Exercise objective
Copy word for word, please, the lines of the entries below running from the one containing "object_query: wooden handrail" to the one containing "object_query: white light switch plate", both ends included.

Data extracts
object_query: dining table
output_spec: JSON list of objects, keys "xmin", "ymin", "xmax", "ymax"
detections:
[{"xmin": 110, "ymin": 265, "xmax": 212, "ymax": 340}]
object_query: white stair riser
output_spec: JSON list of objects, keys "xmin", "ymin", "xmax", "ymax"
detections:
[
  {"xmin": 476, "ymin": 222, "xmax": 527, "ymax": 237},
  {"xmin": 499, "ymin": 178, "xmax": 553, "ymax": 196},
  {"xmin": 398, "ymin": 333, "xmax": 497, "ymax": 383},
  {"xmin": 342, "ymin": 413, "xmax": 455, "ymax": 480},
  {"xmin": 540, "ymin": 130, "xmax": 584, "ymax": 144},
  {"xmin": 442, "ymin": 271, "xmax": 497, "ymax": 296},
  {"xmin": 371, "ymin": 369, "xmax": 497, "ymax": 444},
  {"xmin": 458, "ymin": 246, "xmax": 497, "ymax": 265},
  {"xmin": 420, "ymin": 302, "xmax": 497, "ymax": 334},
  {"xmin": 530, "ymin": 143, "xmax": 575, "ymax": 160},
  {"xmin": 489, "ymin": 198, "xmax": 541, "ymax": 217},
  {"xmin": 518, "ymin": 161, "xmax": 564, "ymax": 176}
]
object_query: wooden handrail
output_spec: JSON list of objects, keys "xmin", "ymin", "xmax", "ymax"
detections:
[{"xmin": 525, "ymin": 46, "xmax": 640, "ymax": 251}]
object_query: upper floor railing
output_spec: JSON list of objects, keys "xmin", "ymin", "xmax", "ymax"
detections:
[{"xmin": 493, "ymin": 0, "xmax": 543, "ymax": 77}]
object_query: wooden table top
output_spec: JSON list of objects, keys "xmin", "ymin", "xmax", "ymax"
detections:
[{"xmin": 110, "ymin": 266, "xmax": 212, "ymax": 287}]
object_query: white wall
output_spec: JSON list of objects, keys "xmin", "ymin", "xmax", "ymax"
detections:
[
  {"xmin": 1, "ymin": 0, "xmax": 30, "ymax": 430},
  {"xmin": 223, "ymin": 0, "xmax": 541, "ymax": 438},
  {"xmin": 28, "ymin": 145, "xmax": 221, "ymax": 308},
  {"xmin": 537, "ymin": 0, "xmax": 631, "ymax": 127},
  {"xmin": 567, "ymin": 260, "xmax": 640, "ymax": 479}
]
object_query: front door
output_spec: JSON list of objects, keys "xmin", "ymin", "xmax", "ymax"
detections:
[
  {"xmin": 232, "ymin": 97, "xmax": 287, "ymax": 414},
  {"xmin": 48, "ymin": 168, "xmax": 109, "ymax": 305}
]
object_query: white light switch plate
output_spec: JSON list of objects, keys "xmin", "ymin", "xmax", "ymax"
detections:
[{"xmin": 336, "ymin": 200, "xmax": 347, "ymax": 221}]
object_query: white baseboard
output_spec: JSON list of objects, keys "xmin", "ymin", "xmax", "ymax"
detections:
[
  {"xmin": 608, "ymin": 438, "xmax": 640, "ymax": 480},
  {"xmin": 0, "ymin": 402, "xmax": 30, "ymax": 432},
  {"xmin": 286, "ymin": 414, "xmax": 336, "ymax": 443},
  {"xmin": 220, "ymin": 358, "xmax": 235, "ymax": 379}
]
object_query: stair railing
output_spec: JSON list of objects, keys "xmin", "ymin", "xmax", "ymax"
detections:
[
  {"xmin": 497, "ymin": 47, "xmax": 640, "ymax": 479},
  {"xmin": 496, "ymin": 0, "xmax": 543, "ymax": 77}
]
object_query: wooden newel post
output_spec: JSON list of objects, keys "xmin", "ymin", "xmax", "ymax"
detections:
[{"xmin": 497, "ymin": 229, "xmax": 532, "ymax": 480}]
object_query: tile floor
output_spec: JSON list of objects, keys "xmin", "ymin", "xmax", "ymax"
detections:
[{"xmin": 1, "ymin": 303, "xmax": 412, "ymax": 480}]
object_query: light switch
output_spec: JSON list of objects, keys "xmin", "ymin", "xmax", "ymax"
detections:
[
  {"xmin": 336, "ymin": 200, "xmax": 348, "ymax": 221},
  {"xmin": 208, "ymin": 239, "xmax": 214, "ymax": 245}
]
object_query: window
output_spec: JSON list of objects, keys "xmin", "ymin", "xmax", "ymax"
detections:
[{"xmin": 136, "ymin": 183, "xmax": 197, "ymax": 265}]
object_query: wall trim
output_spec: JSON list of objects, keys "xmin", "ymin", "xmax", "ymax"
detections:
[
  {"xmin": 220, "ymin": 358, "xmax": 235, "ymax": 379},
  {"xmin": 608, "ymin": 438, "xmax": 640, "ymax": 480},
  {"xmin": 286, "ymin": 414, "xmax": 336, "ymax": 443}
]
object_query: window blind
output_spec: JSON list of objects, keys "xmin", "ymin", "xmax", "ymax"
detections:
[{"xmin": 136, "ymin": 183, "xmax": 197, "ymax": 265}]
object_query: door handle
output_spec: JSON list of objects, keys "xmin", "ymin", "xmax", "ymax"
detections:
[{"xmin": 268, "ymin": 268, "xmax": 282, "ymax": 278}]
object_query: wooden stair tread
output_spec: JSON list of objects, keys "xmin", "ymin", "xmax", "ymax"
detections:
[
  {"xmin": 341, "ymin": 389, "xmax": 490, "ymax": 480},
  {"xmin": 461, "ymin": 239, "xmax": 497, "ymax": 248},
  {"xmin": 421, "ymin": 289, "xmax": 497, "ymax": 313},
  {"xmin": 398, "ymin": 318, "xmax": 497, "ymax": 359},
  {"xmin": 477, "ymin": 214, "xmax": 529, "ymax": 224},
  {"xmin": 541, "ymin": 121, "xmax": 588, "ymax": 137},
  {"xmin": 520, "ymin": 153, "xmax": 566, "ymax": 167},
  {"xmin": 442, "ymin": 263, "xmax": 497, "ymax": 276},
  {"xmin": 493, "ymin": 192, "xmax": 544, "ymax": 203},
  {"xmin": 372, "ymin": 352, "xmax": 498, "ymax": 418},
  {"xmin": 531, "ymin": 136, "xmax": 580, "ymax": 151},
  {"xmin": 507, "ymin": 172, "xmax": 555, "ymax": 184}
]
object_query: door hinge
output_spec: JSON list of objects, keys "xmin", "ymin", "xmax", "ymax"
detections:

Response box
object_query: wooden handrail
output_spec: JSON list of objects, keys "xmin", "ymin", "xmax", "ymax"
detections:
[{"xmin": 525, "ymin": 46, "xmax": 640, "ymax": 251}]
object_query: upper floor railing
output_spec: JSON list of objects, keys "xmin", "ymin", "xmax", "ymax"
detections:
[{"xmin": 493, "ymin": 0, "xmax": 543, "ymax": 77}]
object_query: wooden table top
output_spec: JSON list of objects, keys "xmin", "ymin", "xmax", "ymax"
detections:
[{"xmin": 110, "ymin": 266, "xmax": 212, "ymax": 287}]
object_query: white wall
output_spec: JSON list of objects, keys "xmin", "ymin", "xmax", "ymax"
detections:
[
  {"xmin": 1, "ymin": 0, "xmax": 30, "ymax": 430},
  {"xmin": 223, "ymin": 0, "xmax": 541, "ymax": 438},
  {"xmin": 28, "ymin": 145, "xmax": 221, "ymax": 308},
  {"xmin": 537, "ymin": 0, "xmax": 631, "ymax": 127},
  {"xmin": 567, "ymin": 260, "xmax": 640, "ymax": 479}
]
object_query: front door
output_spec: JSON list of objects, keys "xmin", "ymin", "xmax", "ymax"
detections:
[
  {"xmin": 232, "ymin": 97, "xmax": 287, "ymax": 414},
  {"xmin": 48, "ymin": 168, "xmax": 109, "ymax": 305}
]
object_query: white light switch plate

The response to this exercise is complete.